TASK TO CARRY OUT
Write out the line that has "Query: silver car" in it, along with each line that comes after it until the listing ends, and add nothing.

EXTRACTED MATERIAL Block Start

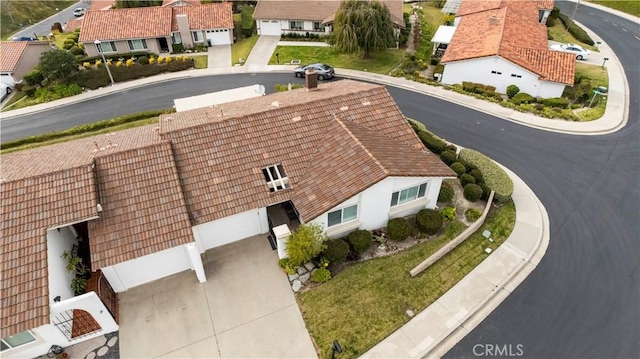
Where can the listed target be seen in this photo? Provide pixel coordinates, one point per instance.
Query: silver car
(324, 71)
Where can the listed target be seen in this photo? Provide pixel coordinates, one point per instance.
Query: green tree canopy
(362, 26)
(57, 64)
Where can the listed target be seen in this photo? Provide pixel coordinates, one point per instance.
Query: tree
(57, 64)
(362, 26)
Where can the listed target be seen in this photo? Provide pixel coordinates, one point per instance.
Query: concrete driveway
(246, 309)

EXTRACTED MATERIAL Block End

ANSWER SPACE
Query: silver car
(324, 71)
Where can the listed target be seen in this photo? Provide pixel coordinates, one point per instance.
Query: green tree canopy
(362, 26)
(57, 64)
Where can the listed target be seen in this photo? Provide pixel coordinates, one point per instance.
Query: tree
(57, 64)
(362, 26)
Where can the listed target be seen in this photo? Provide pixel coordinates, one point per instance.
Query: concrete driveway
(246, 309)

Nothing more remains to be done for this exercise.